### Supplied records ###

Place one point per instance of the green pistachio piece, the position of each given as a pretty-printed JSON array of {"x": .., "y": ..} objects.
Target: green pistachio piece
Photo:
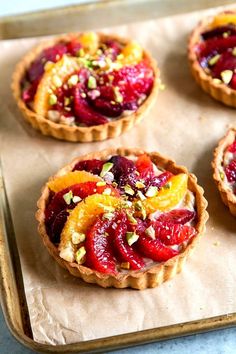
[{"x": 106, "y": 168}]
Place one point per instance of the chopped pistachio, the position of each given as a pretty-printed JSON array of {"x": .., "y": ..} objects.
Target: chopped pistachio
[
  {"x": 78, "y": 237},
  {"x": 131, "y": 218},
  {"x": 150, "y": 231},
  {"x": 214, "y": 59},
  {"x": 131, "y": 238},
  {"x": 73, "y": 80},
  {"x": 128, "y": 189},
  {"x": 139, "y": 184},
  {"x": 67, "y": 254},
  {"x": 151, "y": 192},
  {"x": 226, "y": 76},
  {"x": 52, "y": 99},
  {"x": 106, "y": 168},
  {"x": 140, "y": 195},
  {"x": 125, "y": 265},
  {"x": 56, "y": 81},
  {"x": 101, "y": 184},
  {"x": 108, "y": 216},
  {"x": 76, "y": 199},
  {"x": 79, "y": 256},
  {"x": 107, "y": 191},
  {"x": 68, "y": 197},
  {"x": 92, "y": 83}
]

###

What this task involves: Repeat all of the material above word for word, but leave the pictures out.

Answer to the exercise:
Place one point per instance of the green pistachio piece, the position of each given as a pretty-printed JSON array of {"x": .., "y": ..} objects.
Target: green pistachio piece
Photo:
[{"x": 106, "y": 168}]
Place one point per instance of the chopped pistachio, the position of each given as a pretty-printed JSON array of {"x": .., "y": ..} objects.
Target: chopped pistachio
[
  {"x": 78, "y": 237},
  {"x": 131, "y": 218},
  {"x": 150, "y": 231},
  {"x": 214, "y": 59},
  {"x": 131, "y": 238},
  {"x": 73, "y": 80},
  {"x": 128, "y": 189},
  {"x": 139, "y": 184},
  {"x": 67, "y": 254},
  {"x": 151, "y": 192},
  {"x": 226, "y": 76},
  {"x": 52, "y": 99},
  {"x": 106, "y": 168},
  {"x": 140, "y": 195},
  {"x": 125, "y": 265},
  {"x": 56, "y": 81},
  {"x": 101, "y": 184},
  {"x": 108, "y": 216},
  {"x": 76, "y": 199},
  {"x": 79, "y": 256},
  {"x": 107, "y": 191},
  {"x": 68, "y": 197},
  {"x": 92, "y": 83}
]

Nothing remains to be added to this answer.